In what conceivable way is it better for conservatism / classical liberalism in the long term to have, say, Republican Mike Castle — and not Bearded Marxist Chris Coons — vote for this?

Answer:






(h/t TerryH)

69 Replies to “Question”

  1. Jeff G. says:

    Allow no cover.

    Or else lose more slowly.

    To me, the choice is clear and stark. Trying the go-along/get-along strategy has proven disastrous.

    MAVERICK!

  2. happyfeet says:

    this is wrong wrong wrong how the dirty socialists are determined to dramatically raise the cost of living just as boomers begin to head into retirement

    People need cheap energy. Cheap energy means cheap foozle and cheap CPGs and cheap transportation and jobs jobs jobs.

    It’s cheap energy what president bumblefuck is fighting against, not the pesky carbon dioxide molecules.

    Cause the more dependent on government he can get the failshit boomer generation to become, the more better the prospects of team dirty socialist.

  3. Greg says:

    Precisely. The Mike Castles of the world do nothing except damage the “Conservative” brand/reputation that the Republican Party needs to acquire if it is to remain viable in the future. Like 2010 future.

    I note that the Dems are having a similar ideological battle, though it has gone largely unnoticed by ANY media. I did see an article suggesting (demanding) that the Blue Dogs get the bum’s rush from the party, as they are compromising the prog “reputation,” such as it is.

  4. Greg says:

    As to the issue at hand, if the Repubs gain the House, and fail to eviscerate unconstitutional agencies such as the EPA, I will be the first to put a fork in the GOP. They have ONE. MORE. CHANCE.
====
• **Challenges**:
(A) Answer each of these from the blog post:
(i) Which Republican does the opening question name?
(ii) In Jeff G.'s comment, which strategy has proven disastrous?
(iii) In Greg's second comment, which agency is named as unconstitutional?
(B) Repeat word for word the part of the blog post starting at "this is wrong" and ending at "jobs jobs jobs.".

• **Dataset excerpts**:
====
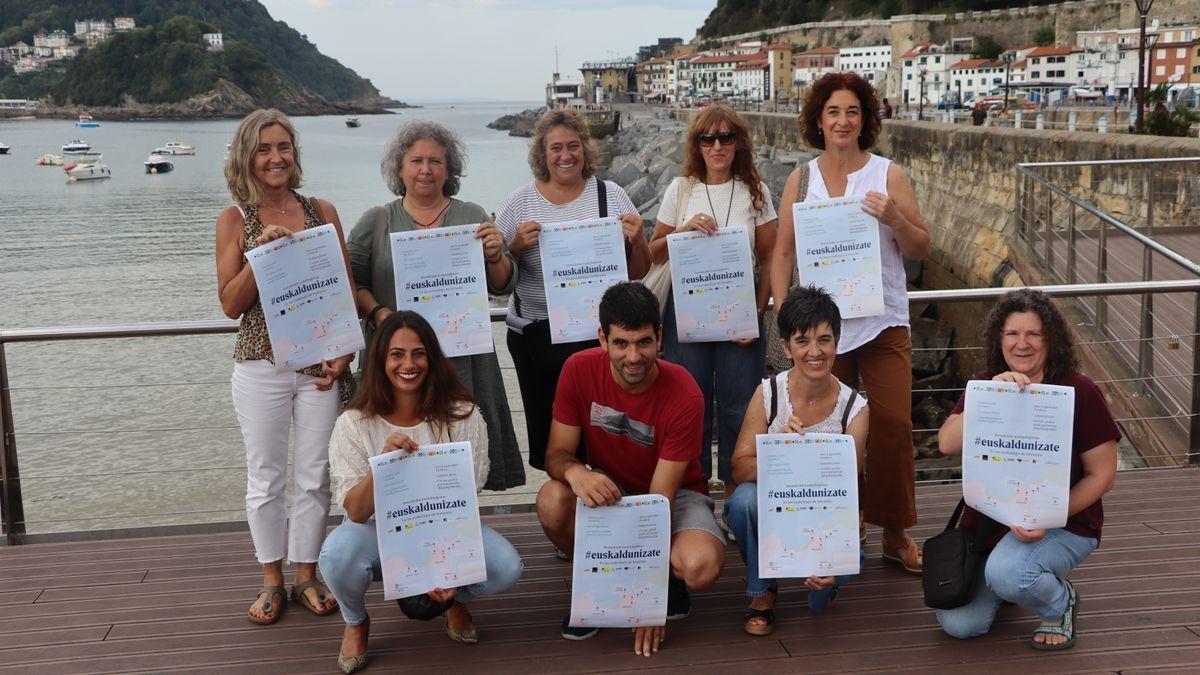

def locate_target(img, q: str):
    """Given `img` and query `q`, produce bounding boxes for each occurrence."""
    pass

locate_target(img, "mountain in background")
[700,0,1058,37]
[0,0,396,113]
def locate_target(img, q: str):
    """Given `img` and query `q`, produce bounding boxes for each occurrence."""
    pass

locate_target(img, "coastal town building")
[792,47,840,90]
[580,56,637,103]
[838,44,892,89]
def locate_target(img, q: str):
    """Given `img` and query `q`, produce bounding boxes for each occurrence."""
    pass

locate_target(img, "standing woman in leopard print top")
[216,109,354,625]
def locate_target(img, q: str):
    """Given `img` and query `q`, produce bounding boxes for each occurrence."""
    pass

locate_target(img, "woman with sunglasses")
[770,72,929,574]
[650,104,776,511]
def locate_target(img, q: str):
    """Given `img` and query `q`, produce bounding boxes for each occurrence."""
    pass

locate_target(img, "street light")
[1134,0,1154,133]
[1000,52,1016,113]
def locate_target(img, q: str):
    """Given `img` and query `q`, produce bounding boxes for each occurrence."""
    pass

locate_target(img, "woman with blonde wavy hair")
[650,99,778,502]
[216,109,354,625]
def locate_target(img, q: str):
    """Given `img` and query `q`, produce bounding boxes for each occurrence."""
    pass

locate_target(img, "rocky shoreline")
[599,110,962,473]
[0,80,414,121]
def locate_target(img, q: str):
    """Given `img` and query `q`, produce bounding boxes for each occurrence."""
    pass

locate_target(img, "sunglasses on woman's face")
[696,131,736,148]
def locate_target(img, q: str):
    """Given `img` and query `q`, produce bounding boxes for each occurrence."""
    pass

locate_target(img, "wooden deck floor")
[0,470,1200,675]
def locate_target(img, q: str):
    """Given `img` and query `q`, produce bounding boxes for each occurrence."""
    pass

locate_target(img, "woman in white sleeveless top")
[770,72,930,574]
[725,286,870,635]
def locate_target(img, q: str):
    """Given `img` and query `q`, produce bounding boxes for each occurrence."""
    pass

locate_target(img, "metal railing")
[1014,157,1200,441]
[0,279,1200,544]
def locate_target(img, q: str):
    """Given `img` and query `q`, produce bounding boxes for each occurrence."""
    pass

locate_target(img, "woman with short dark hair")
[770,72,930,574]
[496,108,650,470]
[937,288,1121,650]
[320,310,523,673]
[725,286,870,635]
[347,120,524,490]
====
• **Answers for the tasks**:
(A)
(i) Mike Castle
(ii) The go-along/get-along strategy
(iii) The EPA

(B)
this is wrong wrong wrong how the dirty socialists are determined to dramatically raise the cost of living just as boomers begin to head into retirement

    People need cheap energy. Cheap energy means cheap foozle and cheap CPGs and cheap transportation and jobs jobs jobs.